- _Supplied material_
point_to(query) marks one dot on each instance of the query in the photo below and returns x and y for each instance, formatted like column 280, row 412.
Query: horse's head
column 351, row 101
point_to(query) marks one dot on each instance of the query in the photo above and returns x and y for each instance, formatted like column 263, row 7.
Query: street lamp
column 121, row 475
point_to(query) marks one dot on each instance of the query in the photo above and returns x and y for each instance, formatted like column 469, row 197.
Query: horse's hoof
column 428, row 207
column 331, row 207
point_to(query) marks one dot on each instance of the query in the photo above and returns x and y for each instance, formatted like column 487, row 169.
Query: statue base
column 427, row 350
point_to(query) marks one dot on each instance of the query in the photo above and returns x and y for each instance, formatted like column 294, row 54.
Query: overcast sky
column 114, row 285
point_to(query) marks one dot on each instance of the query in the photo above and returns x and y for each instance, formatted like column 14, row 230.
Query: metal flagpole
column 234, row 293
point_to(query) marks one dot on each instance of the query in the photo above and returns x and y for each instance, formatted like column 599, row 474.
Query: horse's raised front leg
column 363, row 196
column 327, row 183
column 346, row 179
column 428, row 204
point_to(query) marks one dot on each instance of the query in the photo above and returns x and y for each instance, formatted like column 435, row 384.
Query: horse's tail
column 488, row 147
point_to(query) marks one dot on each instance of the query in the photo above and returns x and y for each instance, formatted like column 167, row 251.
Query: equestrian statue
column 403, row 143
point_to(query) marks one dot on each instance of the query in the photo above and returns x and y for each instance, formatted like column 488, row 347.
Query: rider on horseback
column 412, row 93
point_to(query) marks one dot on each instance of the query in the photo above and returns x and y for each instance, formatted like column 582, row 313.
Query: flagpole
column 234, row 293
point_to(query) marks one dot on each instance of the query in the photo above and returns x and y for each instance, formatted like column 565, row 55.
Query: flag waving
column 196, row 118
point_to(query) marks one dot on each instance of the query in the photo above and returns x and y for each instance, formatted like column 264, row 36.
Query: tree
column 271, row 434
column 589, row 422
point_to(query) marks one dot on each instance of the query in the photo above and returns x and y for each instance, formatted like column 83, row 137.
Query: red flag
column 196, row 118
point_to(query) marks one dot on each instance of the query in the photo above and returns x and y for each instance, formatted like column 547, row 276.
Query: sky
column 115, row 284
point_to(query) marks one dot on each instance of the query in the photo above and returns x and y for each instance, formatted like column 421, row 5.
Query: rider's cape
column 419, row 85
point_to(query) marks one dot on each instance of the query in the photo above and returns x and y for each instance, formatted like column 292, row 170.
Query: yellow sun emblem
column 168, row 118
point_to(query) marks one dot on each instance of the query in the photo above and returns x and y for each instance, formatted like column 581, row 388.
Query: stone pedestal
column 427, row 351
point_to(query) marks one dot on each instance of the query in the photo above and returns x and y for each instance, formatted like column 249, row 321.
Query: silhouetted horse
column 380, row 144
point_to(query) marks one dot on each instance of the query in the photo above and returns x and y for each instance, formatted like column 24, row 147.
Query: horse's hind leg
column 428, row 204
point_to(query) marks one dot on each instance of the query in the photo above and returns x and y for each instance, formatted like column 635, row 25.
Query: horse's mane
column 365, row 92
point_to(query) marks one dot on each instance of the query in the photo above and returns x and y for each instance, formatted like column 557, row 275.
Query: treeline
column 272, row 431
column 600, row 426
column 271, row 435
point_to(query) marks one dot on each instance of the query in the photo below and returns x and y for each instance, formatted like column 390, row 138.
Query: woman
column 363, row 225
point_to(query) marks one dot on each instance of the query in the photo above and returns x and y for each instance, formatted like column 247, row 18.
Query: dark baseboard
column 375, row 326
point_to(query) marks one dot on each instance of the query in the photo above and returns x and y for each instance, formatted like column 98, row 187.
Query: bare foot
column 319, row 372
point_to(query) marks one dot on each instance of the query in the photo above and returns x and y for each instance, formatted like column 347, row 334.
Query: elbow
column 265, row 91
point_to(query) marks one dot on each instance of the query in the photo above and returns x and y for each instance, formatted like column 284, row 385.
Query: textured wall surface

- _Exercise details_
Rewrite every one of the entries above with "marks one dot" swapped for "places a single marker", leaving everything else as it is.

- _Complete answer_
point_to(query) places a single marker on each instance of the query in the photo below and returns x and y for each instance, formatted like column 280, row 412.
Query: horse's head
column 351, row 101
point_to(query) places a single marker on each instance of the query in the photo above and returns x and y for each instance, formatted like column 263, row 7.
Query: street lamp
column 121, row 475
point_to(query) places a single marker on each instance of the query in the photo above and returns x and y for each instance, formatted like column 469, row 197.
Query: horse's hoof
column 428, row 207
column 331, row 207
point_to(query) places a single marker on each instance of the query in the photo above and returns x and y for each instance, formatted like column 487, row 169.
Query: statue base
column 427, row 350
point_to(query) places a single marker on each instance of the query in the photo above and returns x and y for each instance, formatted like column 294, row 54.
Query: overcast sky
column 114, row 285
point_to(query) places a single marker on each instance of the query in the photo above and returns x and y for each instance, formatted like column 14, row 230.
Query: metal flagpole
column 234, row 293
point_to(query) places a single marker on each instance of the query in the photo above and returns x and y for each instance, formatted like column 599, row 474.
Query: horse's raised front leg
column 363, row 196
column 327, row 183
column 346, row 179
column 428, row 204
point_to(query) places a single marker on each instance of the query in the photo above and returns x and y for each instance, formatted like column 435, row 384.
Query: horse's tail
column 488, row 147
point_to(query) places a single marker on each instance of the query in the photo above and returns x and y for each instance, formatted like column 167, row 251.
Query: equestrian statue
column 403, row 143
point_to(query) places a single marker on each instance of the query in the photo above and returns x and y for each instance, formatted like column 488, row 347.
Query: rider on horseback
column 412, row 93
point_to(query) places a single marker on each instance of the query in the photo above and returns x and y for each instance, formatted like column 582, row 313.
Query: flagpole
column 234, row 293
point_to(query) places a single marker on each instance of the query in the photo above and returns x and y for each instance, formatted like column 565, row 55.
Query: flag waving
column 196, row 118
point_to(query) places a single marker on each instance of the query in the photo above and returns x and y for each instance, formatted like column 264, row 36.
Query: tree
column 271, row 434
column 589, row 422
point_to(query) places a single marker on each instance of the query in the photo above and returns x and y for each instance, formatted like column 83, row 137.
Query: red flag
column 196, row 118
point_to(query) places a single marker on each instance of the query in the photo above and returns x and y for each instance, formatted like column 547, row 276.
Query: sky
column 115, row 284
point_to(query) places a single marker on each instance of the query in the photo above and returns x and y for each instance, formatted like column 421, row 5.
Query: rider's cape
column 419, row 85
point_to(query) places a single marker on each instance of the query in the photo above and returns x and y for each instance, formatted like column 292, row 170.
Query: yellow sun emblem
column 168, row 118
point_to(query) places a single marker on each instance of the query in the photo above and returns x and y for each instance, formatted like column 581, row 388.
Query: stone pedestal
column 427, row 351
point_to(query) places a single marker on each instance of the query in the photo above and returns x and y for each instance, formatted like column 249, row 321.
Query: silhouetted horse
column 380, row 144
point_to(query) places a single marker on each instance of the query in the photo above and returns x and y for each instance, formatted like column 24, row 147.
Query: horse's hind leg
column 428, row 204
point_to(query) places a single marker on each instance of the query in the photo above and returns x and y for each instance, formatted like column 635, row 25.
Query: horse's mane
column 365, row 92
point_to(query) places a single marker on each instance of the query in the photo above and returns x and y for each instance, formatted like column 557, row 275.
Query: treeline
column 272, row 431
column 600, row 426
column 271, row 435
point_to(query) places a single marker on each instance of the query in the photo below and returns x and y for each instance, formatted like column 390, row 138.
Query: woman
column 363, row 225
point_to(query) places a single marker on each instance of the query in the photo above and returns x and y for each instance, formatted like column 247, row 18.
Query: dark baseboard
column 375, row 326
point_to(query) places a single marker on each instance of the query in the photo above and returns x and y for each instance, formatted like column 98, row 187.
Query: bare foot
column 319, row 372
point_to(query) places a single marker on each instance of the query in the photo above and returns x and y for each instance, formatted like column 347, row 334.
Query: elbow
column 265, row 91
point_to(query) places a single marker on each instance of the query in the photo above and returns x and y for each instance, formatted like column 284, row 385.
Query: textured wall surface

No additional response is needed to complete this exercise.